(Stored entries)
↓↓↓

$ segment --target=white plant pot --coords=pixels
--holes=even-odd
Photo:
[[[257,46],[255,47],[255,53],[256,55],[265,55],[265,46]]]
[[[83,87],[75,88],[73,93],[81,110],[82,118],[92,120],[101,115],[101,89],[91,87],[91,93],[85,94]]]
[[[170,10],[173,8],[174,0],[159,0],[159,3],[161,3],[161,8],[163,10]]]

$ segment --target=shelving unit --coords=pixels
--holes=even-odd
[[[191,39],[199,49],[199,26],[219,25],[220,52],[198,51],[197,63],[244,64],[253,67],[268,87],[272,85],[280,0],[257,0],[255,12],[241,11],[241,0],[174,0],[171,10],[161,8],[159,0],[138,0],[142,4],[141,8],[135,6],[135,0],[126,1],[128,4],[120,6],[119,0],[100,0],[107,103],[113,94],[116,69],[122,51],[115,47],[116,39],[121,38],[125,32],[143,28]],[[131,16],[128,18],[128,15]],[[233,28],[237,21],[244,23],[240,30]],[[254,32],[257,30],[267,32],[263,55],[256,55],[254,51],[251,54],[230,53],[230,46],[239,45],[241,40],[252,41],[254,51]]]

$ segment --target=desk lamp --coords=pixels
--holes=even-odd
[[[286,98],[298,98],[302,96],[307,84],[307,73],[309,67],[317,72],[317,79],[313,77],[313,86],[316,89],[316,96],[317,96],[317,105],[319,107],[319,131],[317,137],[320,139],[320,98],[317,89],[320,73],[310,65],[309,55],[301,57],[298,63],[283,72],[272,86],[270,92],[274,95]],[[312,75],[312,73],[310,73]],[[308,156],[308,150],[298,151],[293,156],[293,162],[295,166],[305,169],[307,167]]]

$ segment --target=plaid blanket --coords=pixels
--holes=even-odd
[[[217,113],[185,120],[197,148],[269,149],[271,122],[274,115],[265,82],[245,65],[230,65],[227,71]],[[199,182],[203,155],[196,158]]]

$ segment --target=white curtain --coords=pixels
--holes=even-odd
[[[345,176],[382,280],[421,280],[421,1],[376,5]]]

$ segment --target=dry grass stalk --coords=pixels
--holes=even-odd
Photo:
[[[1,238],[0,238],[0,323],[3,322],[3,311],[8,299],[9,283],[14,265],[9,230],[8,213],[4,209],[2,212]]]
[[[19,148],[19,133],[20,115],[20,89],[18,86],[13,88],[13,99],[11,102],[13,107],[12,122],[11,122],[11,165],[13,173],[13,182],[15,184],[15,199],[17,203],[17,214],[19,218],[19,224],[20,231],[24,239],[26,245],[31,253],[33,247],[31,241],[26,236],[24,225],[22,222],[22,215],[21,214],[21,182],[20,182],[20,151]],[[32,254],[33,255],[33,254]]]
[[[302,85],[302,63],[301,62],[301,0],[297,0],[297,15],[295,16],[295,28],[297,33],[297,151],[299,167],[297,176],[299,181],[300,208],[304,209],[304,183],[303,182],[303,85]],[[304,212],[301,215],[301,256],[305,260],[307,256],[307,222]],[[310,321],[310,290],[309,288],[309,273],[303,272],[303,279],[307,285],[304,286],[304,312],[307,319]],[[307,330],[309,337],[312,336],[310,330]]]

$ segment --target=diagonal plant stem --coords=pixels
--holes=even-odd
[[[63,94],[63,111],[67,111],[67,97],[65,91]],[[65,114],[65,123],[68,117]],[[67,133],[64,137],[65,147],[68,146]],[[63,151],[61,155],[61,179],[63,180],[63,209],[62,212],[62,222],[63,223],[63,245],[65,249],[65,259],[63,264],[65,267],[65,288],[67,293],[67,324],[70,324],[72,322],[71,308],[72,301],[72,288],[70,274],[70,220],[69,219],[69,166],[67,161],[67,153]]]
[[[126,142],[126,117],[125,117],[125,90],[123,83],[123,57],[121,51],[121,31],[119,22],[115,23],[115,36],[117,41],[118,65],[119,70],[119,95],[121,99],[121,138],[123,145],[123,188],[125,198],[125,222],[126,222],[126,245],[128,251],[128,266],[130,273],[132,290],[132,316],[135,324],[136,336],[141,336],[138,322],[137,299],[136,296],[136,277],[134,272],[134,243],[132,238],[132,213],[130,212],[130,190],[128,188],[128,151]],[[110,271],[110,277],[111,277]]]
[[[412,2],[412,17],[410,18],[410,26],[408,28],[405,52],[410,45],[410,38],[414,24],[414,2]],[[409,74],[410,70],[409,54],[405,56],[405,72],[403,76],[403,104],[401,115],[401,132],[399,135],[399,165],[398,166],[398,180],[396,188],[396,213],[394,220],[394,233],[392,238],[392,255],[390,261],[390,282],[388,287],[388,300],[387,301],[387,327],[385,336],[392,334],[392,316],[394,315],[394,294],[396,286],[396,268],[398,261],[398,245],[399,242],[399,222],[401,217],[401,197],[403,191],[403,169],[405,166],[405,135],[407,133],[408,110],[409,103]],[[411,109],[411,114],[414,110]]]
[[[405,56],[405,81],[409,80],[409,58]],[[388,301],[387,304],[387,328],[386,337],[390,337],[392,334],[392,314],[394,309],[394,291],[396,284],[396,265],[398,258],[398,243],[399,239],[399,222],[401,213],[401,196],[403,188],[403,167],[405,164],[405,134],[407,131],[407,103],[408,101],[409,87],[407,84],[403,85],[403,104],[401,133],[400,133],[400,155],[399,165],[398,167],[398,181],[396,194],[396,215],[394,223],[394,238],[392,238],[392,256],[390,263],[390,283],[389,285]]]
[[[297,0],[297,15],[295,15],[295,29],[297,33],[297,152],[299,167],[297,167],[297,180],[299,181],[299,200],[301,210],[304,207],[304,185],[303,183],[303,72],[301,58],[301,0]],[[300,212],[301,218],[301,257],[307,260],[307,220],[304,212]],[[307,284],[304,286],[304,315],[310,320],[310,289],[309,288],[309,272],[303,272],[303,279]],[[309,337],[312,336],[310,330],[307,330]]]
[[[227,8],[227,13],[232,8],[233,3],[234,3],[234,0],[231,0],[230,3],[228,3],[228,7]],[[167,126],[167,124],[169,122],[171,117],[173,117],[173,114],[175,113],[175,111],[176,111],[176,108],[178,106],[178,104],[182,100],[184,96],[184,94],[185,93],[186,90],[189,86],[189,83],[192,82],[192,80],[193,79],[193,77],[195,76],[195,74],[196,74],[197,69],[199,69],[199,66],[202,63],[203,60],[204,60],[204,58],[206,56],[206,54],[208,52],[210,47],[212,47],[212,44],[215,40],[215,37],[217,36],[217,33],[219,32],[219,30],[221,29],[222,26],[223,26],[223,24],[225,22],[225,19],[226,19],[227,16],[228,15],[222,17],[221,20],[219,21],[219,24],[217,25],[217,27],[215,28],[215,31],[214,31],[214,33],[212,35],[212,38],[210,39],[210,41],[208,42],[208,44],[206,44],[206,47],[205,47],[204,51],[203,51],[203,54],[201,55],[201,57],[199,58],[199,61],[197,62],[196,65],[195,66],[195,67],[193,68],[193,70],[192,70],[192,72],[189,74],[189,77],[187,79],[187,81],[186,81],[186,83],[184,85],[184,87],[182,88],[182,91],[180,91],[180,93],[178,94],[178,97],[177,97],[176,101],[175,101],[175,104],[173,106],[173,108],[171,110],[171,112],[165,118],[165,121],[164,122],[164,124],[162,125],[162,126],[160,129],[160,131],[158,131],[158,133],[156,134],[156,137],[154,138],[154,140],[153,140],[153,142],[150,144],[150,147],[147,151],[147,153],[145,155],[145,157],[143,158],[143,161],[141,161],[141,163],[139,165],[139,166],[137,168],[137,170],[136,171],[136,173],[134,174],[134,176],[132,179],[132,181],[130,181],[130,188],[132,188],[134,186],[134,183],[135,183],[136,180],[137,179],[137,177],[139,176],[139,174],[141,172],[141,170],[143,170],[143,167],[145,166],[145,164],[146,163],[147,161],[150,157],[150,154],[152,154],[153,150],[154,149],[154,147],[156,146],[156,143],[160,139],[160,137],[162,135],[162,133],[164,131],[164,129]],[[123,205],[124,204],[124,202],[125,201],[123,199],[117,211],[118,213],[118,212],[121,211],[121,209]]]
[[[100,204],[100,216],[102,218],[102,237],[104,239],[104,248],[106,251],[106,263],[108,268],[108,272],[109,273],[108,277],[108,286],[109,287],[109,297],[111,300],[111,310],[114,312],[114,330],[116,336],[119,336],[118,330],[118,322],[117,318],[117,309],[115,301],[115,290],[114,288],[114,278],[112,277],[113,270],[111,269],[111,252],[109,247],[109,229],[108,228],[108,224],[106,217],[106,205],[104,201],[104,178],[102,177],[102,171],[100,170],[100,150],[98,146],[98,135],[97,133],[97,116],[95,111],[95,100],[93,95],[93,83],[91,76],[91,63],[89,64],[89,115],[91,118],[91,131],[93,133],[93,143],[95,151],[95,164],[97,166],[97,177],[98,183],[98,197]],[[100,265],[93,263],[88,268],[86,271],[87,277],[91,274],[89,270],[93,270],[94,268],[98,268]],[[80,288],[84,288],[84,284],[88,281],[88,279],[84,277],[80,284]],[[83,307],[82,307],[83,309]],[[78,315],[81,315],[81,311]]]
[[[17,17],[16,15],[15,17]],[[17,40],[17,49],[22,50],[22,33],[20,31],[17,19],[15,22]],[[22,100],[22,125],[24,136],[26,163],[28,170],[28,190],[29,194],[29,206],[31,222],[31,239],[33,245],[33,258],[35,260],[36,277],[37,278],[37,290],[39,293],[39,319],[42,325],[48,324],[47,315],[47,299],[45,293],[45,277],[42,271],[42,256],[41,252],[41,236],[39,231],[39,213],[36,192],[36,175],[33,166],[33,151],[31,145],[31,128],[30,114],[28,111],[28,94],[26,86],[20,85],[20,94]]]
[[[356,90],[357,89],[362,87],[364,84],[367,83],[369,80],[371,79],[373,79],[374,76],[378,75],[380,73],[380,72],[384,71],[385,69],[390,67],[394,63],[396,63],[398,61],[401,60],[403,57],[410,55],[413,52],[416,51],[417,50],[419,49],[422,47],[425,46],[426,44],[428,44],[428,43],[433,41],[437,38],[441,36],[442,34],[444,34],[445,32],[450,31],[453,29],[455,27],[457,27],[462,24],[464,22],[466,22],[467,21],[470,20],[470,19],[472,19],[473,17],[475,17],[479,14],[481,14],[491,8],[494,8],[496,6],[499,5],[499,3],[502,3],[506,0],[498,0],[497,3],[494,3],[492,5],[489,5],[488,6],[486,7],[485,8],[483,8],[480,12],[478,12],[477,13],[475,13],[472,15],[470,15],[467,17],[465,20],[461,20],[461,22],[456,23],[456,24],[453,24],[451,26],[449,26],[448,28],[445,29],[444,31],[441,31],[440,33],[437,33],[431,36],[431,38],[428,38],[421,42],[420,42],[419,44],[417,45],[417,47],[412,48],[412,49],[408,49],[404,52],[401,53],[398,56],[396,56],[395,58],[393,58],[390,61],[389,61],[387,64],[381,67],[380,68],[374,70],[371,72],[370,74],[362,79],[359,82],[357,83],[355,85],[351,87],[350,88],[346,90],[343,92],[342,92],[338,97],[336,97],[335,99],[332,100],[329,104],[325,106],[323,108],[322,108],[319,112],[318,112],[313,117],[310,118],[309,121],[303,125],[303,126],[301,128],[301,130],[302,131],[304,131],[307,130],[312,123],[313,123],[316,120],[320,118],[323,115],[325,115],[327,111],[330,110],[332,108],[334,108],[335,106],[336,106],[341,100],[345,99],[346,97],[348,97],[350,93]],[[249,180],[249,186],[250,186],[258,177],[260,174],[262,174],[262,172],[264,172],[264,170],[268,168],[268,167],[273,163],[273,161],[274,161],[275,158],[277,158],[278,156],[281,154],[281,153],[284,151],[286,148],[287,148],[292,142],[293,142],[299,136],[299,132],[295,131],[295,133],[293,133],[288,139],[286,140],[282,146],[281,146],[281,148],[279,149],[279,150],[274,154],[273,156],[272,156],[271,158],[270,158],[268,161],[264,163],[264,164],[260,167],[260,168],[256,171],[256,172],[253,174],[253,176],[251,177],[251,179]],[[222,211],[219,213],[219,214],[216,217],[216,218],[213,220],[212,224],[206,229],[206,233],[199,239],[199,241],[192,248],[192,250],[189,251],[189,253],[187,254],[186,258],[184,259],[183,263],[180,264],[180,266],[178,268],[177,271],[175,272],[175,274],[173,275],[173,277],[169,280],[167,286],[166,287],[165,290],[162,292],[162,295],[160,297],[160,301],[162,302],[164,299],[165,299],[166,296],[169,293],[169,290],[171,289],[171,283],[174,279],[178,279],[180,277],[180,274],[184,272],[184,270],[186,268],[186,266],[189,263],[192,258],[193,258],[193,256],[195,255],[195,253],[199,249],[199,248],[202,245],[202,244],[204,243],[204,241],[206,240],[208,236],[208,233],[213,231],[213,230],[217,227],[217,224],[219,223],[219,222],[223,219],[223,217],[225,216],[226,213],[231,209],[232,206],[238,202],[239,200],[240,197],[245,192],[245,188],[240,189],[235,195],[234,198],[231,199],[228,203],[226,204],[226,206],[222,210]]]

↑↑↑

> **What is asked**:
Can you repeat the data from its first line through the line holding "[[[345,176],[382,280],[421,280],[421,1],[376,5]]]", with both ends included, character for character?

> **Result for this task**:
$ segment --target=white plant pot --coords=pixels
--holes=even-odd
Photo:
[[[257,46],[255,47],[255,53],[256,55],[265,55],[265,46]]]
[[[83,87],[75,88],[73,93],[81,110],[82,118],[92,120],[101,115],[101,89],[91,87],[91,93],[85,94]]]
[[[170,10],[173,8],[174,0],[159,0],[159,3],[161,3],[161,8],[163,10]]]

$ segment --target=shelving unit --coords=pixels
--holes=even-odd
[[[191,39],[199,49],[199,26],[219,25],[220,52],[198,51],[197,63],[244,64],[253,67],[268,87],[272,85],[280,0],[257,0],[255,12],[241,11],[241,0],[174,0],[171,10],[161,8],[159,0],[138,0],[142,4],[141,8],[135,6],[135,0],[126,1],[128,4],[120,6],[119,0],[100,0],[107,103],[113,94],[116,69],[122,51],[115,47],[116,39],[121,38],[125,32],[143,28]],[[131,16],[128,18],[128,15]],[[233,28],[237,21],[244,23],[240,30]],[[254,32],[257,30],[267,32],[263,55],[256,55],[254,51],[251,54],[230,53],[230,46],[239,45],[241,40],[252,41],[254,51]]]

$ segment --target=desk lamp --coords=pixels
--holes=even-odd
[[[286,98],[298,98],[302,96],[307,84],[307,73],[309,67],[317,72],[317,79],[313,77],[313,86],[316,89],[316,96],[317,96],[317,105],[319,107],[319,131],[317,137],[320,139],[320,98],[317,89],[320,73],[310,65],[309,55],[301,57],[298,63],[283,72],[272,86],[270,92],[274,95]],[[312,75],[312,73],[310,73]],[[308,156],[308,150],[298,151],[293,156],[293,162],[295,166],[305,169],[307,167]]]

$ segment --target=plaid blanket --coords=pixels
--holes=even-odd
[[[217,113],[185,120],[197,148],[269,149],[271,122],[274,115],[265,82],[245,65],[230,65],[227,71]],[[199,182],[203,155],[196,158]]]

$ segment --target=white curtain --coords=pixels
--holes=even-odd
[[[345,176],[382,280],[421,280],[421,1],[376,5]]]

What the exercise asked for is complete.